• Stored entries
_ _ _ _ _

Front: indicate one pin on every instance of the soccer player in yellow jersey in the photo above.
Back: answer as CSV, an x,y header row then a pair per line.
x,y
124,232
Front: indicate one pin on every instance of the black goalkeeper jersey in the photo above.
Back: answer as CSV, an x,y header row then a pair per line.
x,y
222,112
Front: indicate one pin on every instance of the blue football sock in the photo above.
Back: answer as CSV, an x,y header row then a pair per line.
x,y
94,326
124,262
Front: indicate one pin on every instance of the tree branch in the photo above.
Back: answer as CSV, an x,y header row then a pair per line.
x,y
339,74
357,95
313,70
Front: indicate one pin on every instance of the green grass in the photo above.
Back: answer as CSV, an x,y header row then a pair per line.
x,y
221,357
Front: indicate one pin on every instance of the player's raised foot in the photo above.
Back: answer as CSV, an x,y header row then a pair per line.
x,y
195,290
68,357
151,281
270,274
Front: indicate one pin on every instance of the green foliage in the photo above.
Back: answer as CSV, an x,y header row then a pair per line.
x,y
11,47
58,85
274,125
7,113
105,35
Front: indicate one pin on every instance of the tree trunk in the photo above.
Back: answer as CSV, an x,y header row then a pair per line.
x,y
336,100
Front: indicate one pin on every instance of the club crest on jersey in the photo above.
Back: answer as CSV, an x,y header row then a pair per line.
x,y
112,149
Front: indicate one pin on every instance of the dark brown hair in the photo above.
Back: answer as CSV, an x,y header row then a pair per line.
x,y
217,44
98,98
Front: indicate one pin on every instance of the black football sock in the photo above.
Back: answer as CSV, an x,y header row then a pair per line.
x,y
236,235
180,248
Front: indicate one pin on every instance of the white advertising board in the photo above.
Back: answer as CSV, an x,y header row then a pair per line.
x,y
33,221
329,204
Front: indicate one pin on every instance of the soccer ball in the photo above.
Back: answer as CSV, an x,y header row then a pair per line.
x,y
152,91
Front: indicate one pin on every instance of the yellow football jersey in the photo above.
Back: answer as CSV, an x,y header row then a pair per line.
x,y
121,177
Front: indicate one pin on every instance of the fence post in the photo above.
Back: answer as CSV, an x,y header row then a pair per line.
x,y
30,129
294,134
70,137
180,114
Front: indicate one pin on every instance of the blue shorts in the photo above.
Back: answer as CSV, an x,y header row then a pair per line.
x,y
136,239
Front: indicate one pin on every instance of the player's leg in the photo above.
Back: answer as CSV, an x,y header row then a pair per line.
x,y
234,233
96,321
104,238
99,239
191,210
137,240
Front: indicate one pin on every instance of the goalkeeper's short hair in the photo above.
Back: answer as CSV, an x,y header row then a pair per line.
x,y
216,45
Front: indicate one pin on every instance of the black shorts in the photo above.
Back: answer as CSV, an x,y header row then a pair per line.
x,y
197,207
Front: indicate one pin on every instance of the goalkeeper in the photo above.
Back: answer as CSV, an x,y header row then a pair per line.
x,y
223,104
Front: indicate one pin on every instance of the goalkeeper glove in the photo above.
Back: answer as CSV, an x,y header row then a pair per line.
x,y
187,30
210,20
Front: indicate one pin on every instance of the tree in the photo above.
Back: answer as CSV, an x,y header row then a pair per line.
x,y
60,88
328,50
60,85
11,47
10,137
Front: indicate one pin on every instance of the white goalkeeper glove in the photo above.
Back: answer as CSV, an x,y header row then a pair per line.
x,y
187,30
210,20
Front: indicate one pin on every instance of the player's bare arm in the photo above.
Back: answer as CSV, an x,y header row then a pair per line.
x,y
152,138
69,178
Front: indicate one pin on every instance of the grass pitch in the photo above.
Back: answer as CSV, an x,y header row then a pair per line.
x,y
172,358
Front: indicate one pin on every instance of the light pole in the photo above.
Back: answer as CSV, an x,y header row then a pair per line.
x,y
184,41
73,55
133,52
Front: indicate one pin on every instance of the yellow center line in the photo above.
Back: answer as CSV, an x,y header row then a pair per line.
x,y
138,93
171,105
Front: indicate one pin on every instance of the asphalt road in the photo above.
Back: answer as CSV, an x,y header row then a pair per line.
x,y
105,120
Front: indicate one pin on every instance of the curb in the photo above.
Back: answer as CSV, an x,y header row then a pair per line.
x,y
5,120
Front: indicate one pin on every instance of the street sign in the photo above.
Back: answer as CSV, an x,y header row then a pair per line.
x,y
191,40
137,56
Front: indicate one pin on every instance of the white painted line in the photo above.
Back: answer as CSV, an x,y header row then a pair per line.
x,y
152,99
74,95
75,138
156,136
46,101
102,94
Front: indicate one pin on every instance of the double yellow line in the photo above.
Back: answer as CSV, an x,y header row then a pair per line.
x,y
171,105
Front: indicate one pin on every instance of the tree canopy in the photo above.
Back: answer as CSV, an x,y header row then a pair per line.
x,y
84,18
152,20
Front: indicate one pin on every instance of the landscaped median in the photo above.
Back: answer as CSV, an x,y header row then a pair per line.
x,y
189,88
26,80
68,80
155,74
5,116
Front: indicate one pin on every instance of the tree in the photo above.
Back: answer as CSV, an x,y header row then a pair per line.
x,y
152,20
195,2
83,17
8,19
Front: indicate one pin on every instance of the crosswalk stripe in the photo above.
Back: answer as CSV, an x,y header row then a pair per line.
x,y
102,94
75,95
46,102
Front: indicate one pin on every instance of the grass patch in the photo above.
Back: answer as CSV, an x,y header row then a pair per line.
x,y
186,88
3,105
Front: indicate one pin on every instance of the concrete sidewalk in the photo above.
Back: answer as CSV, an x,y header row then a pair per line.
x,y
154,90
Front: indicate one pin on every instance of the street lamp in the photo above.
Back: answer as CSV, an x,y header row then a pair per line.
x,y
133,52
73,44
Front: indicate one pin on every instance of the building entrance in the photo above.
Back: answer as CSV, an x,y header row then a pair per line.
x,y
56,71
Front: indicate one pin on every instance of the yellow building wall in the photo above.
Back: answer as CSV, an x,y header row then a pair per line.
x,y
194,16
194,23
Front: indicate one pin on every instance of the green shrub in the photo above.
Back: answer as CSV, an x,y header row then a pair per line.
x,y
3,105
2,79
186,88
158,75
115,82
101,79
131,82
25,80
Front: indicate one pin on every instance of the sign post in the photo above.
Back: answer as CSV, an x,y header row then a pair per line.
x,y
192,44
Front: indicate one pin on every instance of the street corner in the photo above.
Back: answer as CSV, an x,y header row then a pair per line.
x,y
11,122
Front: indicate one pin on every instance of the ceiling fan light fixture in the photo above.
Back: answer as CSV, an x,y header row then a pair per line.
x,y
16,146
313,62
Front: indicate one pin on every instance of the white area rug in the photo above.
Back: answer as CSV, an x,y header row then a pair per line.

_ _ _ _ _

• INSTRUCTIONS TO FOLLOW
Rewrite all of the material above, putting "mark" wherever "indicate" appears and leaving everything else as it is.

• SOLUTION FOR THIS TASK
Front: mark one pin on every instance of the soccer player in yellow jersey in the photo above.
Back: answer as CSV, an x,y header row then a pair per line.
x,y
124,232
Front: mark one pin on every instance of the black goalkeeper jersey in the photo above.
Back: answer as CSV, an x,y header row then a pair per line.
x,y
222,112
Front: mark one pin on every instance of the blue football sock in the photo above.
Back: answer as CSV, an x,y header row then a pair per line.
x,y
94,326
124,262
Front: mark one pin on every instance of the tree branch in the photo above.
Back: answer as CSV, an x,y header row then a pair per line.
x,y
339,74
357,95
313,70
Front: mark one pin on every instance of the green grass in the photo above.
Back: answer as CSV, an x,y header row then a pair per line.
x,y
221,357
Front: mark one pin on every instance of the player's raised foot in the photo above.
Back: answer as CSV, an x,y header row then a pair per line.
x,y
195,290
68,357
151,281
270,274
Front: mark one pin on every instance of the green foliage in the photo above.
Back: answer as CSV, an x,y header row then a pair per line.
x,y
11,47
58,85
274,125
7,113
105,35
Front: mark one pin on every instance of the tree trunk in the photo above.
Back: answer as CSV, an x,y header row then a pair per line.
x,y
336,100
Front: mark one pin on every instance of the club crest on jersey in the photo above.
Back: answer as CSV, an x,y header row then a pair per line.
x,y
112,149
Front: mark one pin on every instance of the dark brown hair in the photo above.
Back: answer as CSV, an x,y header row then a pair per line.
x,y
217,44
98,98
Front: mark one pin on every instance of the black football sock in the photo above.
Back: answer as CSV, an x,y header row then a pair per line.
x,y
236,235
180,248
Front: mark one pin on every instance of the white advertising board in the photo above.
Back: answer as CSV, an x,y header row then a pair per line.
x,y
33,221
329,204
Front: mark one pin on every instance of the soccer ball in the photo above.
Back: answer as CSV, an x,y header row then a pair per line.
x,y
152,91
Front: mark one pin on every instance of the yellow football jersey in the photo above.
Back: answer as CSV, an x,y header row then a pair per line.
x,y
121,177
Front: mark one pin on every instance of the fence post in the photo above.
Back: answer as CSV, an x,y header row then a pair per line.
x,y
30,129
294,134
70,137
180,114
Front: mark one pin on every instance of the blue shorts in the photo above.
Back: answer as CSV, an x,y header row then a pair per line.
x,y
136,239
Front: mark one pin on every instance of the player's leg in the photo above.
Back: answer as CSV, an x,y header row then a pair per line.
x,y
234,233
96,321
104,238
99,239
191,210
137,240
Front: mark one pin on every instance of the goalkeeper's short hair in the photo above.
Back: answer as CSV, an x,y header row then a pair per line.
x,y
216,45
Front: mark one pin on every instance of the black shorts in the photo above.
Back: answer as CSV, an x,y header row then a pair per line.
x,y
197,207
Front: mark one pin on every instance of the goalkeeper in the photo above.
Back: answer as CSV, an x,y header row then a pair per line.
x,y
223,104
Front: mark one pin on every instance of the goalkeeper glove in the photo above.
Back: answer as CSV, an x,y header row then a pair per line.
x,y
187,30
210,20
Front: mark one pin on every instance of the tree in the photo above.
Back: answer as CSV, an x,y header row then a pair per line.
x,y
60,88
328,50
60,85
11,47
10,137
Front: mark one pin on every instance of the white goalkeeper glove in the photo above.
Back: answer as CSV, an x,y header row then a pair per line.
x,y
187,30
210,20
Front: mark one pin on every instance of the player's bare arm in the photo above.
Back: answer as CSV, an x,y header row then a pair per line.
x,y
152,138
69,178
Front: mark one pin on every instance of the grass pitch in the photo above.
Back: answer as CSV, an x,y header row then a pair per line.
x,y
172,358
Front: mark one pin on every instance of the light pole in the photo above.
Back: answer as CSV, an x,y header row then a pair per line.
x,y
184,41
73,55
133,52
Front: mark one pin on every instance of the yellow center line in the photo above.
Back: answer as CSV, an x,y header row then a pair per line.
x,y
138,93
171,105
Front: mark one pin on every instance of the asphalt road in the photo above.
Back: answer as CSV, an x,y header row then a pair per line.
x,y
105,120
Front: mark one pin on every instance of the curb in the photo above.
Back: answer as CSV, an x,y header row then a pair per line.
x,y
5,120
Front: mark one pin on every instance of the street sign in the photo above.
Back: answer as CSV, an x,y header row then a pair per line.
x,y
191,40
137,56
Front: mark one pin on every instance of the white painted line in the photo above.
Back: answer as CSV, an x,y header row then a pair per line.
x,y
152,99
74,95
75,138
156,136
46,101
102,94
Front: mark one pin on every instance of the double yellow line in the photo above.
Back: answer as CSV, an x,y header row then a pair per line.
x,y
171,105
Front: mark one pin on every instance of the tree canopy in the photo above.
Back: answer as CSV, an x,y header row then a pair per line.
x,y
84,18
152,20
Front: mark one pin on every instance of the landscaped median in the photo above.
Back: answer as CSV, an x,y header row then a pair per line.
x,y
189,88
26,80
68,80
155,74
5,116
Front: mark one pin on every instance of the tree in the photo above.
Back: answer as CSV, an x,y header row then a pair per line.
x,y
152,20
195,2
83,17
8,19
Front: mark one pin on every instance of the crosswalk stripe in the photo above.
Back: answer as CSV, an x,y header row then a pair per line.
x,y
102,94
75,95
46,102
Front: mark one pin on every instance of the grass patch in the photo above.
Back: answer as CSV, an x,y header row then a pair per line.
x,y
186,88
3,105
Front: mark one pin on every instance of the concrete sidewalk in the photo above.
Back: answer as CSV, an x,y header row then a pair per line.
x,y
154,90
Front: mark one pin on every instance of the street lamp in the photo above.
Back: answer as CSV, an x,y header row then a pair per line.
x,y
133,52
73,44
Front: mark one pin on every instance of the building entrance in the photo above.
Back: answer as CSV, an x,y header row then a pair per line.
x,y
56,71
Front: mark one pin on every instance of the yellow building wall in the photo above.
Back: answer as CSV, an x,y header row then a pair per line.
x,y
194,16
194,23
Front: mark one pin on every instance of the green shrub in the photo above.
Back: answer as CSV, an x,y header row then a pair per line.
x,y
3,105
2,79
186,88
158,75
115,82
101,79
131,82
25,80
Front: mark one pin on every instance of the sign post in the photo above.
Back: answer as CSV, an x,y header row then a pair per line.
x,y
192,44
Front: mark one pin on every instance of the street corner in the photo above.
Back: answer as CSV, an x,y header row then a pair per line.
x,y
11,122
Front: mark one pin on every instance of the ceiling fan light fixture in the photo above.
Back: answer as CSV, an x,y header row then a pair per line.
x,y
16,146
313,62
Front: mark one pin on every instance of the white area rug in the photo above.
Back: answer as CSV, an x,y header row then a pair per line.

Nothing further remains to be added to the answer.